▶ **Work to complete**: The result should be every line of the listing that contains "below".

(Beginning of Data section)

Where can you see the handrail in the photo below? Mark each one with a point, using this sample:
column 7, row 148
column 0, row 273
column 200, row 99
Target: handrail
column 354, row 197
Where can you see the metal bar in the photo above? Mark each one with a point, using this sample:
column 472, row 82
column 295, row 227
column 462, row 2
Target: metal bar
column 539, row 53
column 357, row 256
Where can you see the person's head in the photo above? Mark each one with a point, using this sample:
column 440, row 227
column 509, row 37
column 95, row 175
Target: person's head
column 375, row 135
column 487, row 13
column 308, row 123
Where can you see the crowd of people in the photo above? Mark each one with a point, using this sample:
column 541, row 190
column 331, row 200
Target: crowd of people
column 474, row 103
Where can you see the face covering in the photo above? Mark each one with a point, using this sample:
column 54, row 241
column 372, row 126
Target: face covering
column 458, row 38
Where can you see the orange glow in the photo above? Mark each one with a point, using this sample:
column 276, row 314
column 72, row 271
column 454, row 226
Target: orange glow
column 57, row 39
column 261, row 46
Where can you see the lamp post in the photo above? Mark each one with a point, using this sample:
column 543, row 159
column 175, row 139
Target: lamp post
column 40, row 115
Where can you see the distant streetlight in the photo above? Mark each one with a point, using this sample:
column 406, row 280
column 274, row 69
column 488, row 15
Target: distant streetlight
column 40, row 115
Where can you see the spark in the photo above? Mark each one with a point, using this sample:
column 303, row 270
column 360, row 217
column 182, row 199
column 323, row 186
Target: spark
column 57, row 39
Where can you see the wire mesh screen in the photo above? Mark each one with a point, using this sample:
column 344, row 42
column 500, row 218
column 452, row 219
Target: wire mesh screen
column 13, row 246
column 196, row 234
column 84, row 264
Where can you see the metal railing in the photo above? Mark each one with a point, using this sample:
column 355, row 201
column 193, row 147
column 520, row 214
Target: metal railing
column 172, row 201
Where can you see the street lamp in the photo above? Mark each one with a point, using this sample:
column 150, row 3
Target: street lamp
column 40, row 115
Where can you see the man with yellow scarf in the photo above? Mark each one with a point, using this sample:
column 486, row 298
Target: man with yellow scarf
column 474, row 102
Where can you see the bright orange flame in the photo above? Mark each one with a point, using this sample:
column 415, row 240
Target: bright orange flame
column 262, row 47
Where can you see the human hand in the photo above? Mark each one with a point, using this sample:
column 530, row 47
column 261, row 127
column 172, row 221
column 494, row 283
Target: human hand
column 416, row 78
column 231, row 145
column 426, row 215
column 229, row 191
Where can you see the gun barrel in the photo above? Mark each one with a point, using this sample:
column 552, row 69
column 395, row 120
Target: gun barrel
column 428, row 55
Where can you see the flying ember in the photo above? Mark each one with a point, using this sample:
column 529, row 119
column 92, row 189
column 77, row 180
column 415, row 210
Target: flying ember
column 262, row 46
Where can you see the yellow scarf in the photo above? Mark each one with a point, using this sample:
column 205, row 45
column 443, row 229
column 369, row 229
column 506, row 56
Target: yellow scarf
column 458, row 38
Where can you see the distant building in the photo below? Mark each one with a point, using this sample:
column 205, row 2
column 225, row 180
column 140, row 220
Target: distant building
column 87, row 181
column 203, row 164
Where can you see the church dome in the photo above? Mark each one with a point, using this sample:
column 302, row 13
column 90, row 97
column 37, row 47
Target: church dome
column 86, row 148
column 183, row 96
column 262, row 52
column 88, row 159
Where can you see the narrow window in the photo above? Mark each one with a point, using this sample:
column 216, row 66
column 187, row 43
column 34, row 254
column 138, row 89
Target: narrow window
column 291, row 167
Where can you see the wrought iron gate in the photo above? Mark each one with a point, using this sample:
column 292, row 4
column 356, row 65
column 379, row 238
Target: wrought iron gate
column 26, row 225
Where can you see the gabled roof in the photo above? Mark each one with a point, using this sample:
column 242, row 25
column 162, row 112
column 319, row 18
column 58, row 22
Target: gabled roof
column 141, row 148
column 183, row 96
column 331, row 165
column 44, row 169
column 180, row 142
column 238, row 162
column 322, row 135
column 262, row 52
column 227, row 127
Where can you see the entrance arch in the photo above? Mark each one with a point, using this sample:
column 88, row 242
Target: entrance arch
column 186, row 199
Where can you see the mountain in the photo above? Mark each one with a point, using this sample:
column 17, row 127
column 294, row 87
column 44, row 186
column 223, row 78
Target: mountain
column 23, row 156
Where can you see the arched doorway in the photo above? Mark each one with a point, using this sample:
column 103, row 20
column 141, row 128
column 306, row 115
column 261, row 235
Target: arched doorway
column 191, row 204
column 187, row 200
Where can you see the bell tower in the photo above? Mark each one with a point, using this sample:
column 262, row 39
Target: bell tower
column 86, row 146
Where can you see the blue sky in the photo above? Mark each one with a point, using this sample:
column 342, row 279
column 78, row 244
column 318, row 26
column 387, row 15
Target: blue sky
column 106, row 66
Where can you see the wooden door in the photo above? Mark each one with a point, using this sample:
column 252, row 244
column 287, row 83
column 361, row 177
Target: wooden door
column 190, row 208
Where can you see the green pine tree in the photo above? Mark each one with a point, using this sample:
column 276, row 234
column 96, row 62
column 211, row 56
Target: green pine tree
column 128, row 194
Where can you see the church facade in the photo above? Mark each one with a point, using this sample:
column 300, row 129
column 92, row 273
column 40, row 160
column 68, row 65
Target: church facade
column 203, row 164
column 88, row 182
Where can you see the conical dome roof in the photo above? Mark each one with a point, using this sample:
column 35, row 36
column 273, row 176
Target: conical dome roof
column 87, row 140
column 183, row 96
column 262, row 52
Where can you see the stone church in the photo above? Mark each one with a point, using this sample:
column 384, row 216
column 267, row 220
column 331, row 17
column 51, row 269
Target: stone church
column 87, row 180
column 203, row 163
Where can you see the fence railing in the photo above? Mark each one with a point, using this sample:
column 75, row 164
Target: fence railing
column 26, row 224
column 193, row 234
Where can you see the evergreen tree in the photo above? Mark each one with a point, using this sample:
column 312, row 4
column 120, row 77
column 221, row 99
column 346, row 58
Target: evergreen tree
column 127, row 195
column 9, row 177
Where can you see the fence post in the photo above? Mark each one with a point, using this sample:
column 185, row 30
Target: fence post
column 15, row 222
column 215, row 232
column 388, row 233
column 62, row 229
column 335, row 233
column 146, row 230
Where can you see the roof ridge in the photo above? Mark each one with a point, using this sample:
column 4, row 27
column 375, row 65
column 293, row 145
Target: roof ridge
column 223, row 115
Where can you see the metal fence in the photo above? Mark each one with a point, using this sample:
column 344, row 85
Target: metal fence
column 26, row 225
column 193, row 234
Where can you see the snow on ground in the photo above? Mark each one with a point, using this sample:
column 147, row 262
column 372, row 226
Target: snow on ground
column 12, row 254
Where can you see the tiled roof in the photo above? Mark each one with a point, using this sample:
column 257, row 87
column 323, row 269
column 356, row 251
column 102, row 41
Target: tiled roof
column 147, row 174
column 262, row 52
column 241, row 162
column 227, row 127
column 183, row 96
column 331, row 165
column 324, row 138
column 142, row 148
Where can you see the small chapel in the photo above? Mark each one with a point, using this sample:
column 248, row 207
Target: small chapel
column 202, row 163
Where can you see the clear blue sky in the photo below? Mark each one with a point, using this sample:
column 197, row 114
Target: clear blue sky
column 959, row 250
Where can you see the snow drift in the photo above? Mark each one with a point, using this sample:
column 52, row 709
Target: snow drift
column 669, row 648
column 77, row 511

(End of Data section)

▶ **Answer space**:
Where can you see the handrail in the photo below? Mark each one with a point, using this sample:
Where can you see the distant building in the photo below? Mark each one with a point, using this sample:
Where can you see the clear blue sky in the photo below? Mark each one with a point, using this sample:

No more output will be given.